**Exercise instructions**
Return the lines below unchanged, reproducing every one of them in full.

Labeled-object pointing entries
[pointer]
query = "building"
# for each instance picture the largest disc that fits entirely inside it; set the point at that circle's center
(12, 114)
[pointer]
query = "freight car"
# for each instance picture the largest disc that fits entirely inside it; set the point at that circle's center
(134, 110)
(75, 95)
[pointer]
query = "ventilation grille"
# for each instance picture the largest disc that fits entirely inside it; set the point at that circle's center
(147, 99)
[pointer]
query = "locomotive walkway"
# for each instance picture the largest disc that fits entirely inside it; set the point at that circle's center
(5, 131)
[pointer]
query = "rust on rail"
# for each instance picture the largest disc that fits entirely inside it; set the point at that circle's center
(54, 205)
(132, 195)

**Solution for this problem**
[pointer]
query = "building"
# for each instance picture the largest disc that fits entirely inside it; set the point at that circle's center
(12, 114)
[pointer]
query = "freight car"
# for each instance picture the largest disc that fits entirely inside it; set the point at that circle's center
(134, 110)
(75, 95)
[pointer]
query = "ventilation grille"
# for each instance picture the largest disc that fits entirely inside it; set the point at that circle's center
(147, 99)
[pointer]
query = "locomotive walkway"
# for each instance picture the largest disc that fits entirely inside it; set the point at that circle's center
(5, 131)
[pointer]
query = "rust on rail"
# for each instance picture the largest disc that fits entirely inside it; set the point at that circle's center
(54, 205)
(132, 195)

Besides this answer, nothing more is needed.